### Task prompt
Write out all the data below exactly.

(Dataset entries)
◆ ◆ ◆

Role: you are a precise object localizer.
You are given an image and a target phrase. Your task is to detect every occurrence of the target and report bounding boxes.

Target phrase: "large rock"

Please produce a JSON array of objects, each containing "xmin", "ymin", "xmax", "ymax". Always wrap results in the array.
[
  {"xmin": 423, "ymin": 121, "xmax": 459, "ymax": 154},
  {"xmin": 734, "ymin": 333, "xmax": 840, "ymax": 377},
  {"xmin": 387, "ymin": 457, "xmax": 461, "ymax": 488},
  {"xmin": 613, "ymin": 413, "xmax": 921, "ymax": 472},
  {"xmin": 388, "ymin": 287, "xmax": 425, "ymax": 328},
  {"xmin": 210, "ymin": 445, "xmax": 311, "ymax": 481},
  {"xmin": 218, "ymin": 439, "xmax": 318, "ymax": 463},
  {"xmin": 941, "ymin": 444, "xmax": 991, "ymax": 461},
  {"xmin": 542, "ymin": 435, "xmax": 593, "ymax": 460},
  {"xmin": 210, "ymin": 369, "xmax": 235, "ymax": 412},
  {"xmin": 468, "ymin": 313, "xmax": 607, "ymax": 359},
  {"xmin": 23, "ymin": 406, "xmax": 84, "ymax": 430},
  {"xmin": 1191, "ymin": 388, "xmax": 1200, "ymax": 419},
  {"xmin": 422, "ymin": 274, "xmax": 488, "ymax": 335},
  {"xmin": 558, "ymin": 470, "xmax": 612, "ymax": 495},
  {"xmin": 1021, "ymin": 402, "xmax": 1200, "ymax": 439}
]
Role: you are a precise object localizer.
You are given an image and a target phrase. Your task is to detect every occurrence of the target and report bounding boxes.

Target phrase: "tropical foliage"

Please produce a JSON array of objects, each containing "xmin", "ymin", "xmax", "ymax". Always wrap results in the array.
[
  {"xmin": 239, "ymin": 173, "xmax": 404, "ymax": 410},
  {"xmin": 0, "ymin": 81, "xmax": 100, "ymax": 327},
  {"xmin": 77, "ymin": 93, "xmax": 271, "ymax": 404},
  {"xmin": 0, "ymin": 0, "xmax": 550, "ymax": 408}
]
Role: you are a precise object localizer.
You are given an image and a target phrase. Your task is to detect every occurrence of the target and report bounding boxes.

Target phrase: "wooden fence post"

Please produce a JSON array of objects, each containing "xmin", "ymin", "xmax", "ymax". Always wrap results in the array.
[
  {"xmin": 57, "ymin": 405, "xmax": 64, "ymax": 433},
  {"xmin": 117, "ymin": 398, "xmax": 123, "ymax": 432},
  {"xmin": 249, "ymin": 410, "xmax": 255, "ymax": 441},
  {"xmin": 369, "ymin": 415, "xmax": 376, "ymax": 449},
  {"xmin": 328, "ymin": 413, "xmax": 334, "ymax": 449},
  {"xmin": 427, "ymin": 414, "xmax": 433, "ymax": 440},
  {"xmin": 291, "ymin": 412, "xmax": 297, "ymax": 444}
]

◆ ◆ ◆

### Response to this task
Role: you are a precise object localizer.
You are given an image and a target phrase. Your task is to detect every occurrence of the target and report bounding boxes.

Target phrase: "large rock"

Please produce a JSON array of objects, each containing "xmin", "ymin", "xmax", "ymax". Always wrap results in the array.
[
  {"xmin": 423, "ymin": 121, "xmax": 459, "ymax": 154},
  {"xmin": 734, "ymin": 333, "xmax": 840, "ymax": 377},
  {"xmin": 387, "ymin": 457, "xmax": 461, "ymax": 488},
  {"xmin": 613, "ymin": 413, "xmax": 921, "ymax": 472},
  {"xmin": 388, "ymin": 287, "xmax": 425, "ymax": 328},
  {"xmin": 210, "ymin": 445, "xmax": 311, "ymax": 481},
  {"xmin": 218, "ymin": 439, "xmax": 318, "ymax": 463},
  {"xmin": 941, "ymin": 444, "xmax": 991, "ymax": 461},
  {"xmin": 542, "ymin": 435, "xmax": 593, "ymax": 460},
  {"xmin": 210, "ymin": 369, "xmax": 235, "ymax": 412},
  {"xmin": 468, "ymin": 313, "xmax": 607, "ymax": 359},
  {"xmin": 23, "ymin": 406, "xmax": 84, "ymax": 430},
  {"xmin": 1191, "ymin": 388, "xmax": 1200, "ymax": 419},
  {"xmin": 422, "ymin": 274, "xmax": 488, "ymax": 335},
  {"xmin": 558, "ymin": 470, "xmax": 612, "ymax": 495},
  {"xmin": 1021, "ymin": 402, "xmax": 1200, "ymax": 439}
]
Role: you are a precise object localizer.
You are given an image and a target phrase. Your task is to detect every occurrence of the target and report bounding boxes.

Target phrase: "tropical foliage"

Please produce a JSON array of objects, each containing "xmin", "ymin", "xmax", "ymax". Always wrap results in the array.
[
  {"xmin": 239, "ymin": 173, "xmax": 404, "ymax": 410},
  {"xmin": 0, "ymin": 81, "xmax": 100, "ymax": 327},
  {"xmin": 77, "ymin": 93, "xmax": 271, "ymax": 404},
  {"xmin": 0, "ymin": 0, "xmax": 550, "ymax": 408}
]
Role: you are a precise object localizer.
You are given an image and a target phrase. Your task is to detect every occurrence of the target and report bounding boxes.

Target phrase: "wooden fence post"

Please produce a JSON array of objects, each containing "xmin", "ymin", "xmax", "ymax". Always wrap results in the array.
[
  {"xmin": 57, "ymin": 405, "xmax": 64, "ymax": 433},
  {"xmin": 117, "ymin": 398, "xmax": 123, "ymax": 432},
  {"xmin": 249, "ymin": 410, "xmax": 255, "ymax": 441},
  {"xmin": 369, "ymin": 415, "xmax": 376, "ymax": 449},
  {"xmin": 328, "ymin": 413, "xmax": 334, "ymax": 449},
  {"xmin": 427, "ymin": 414, "xmax": 433, "ymax": 440},
  {"xmin": 291, "ymin": 412, "xmax": 297, "ymax": 444}
]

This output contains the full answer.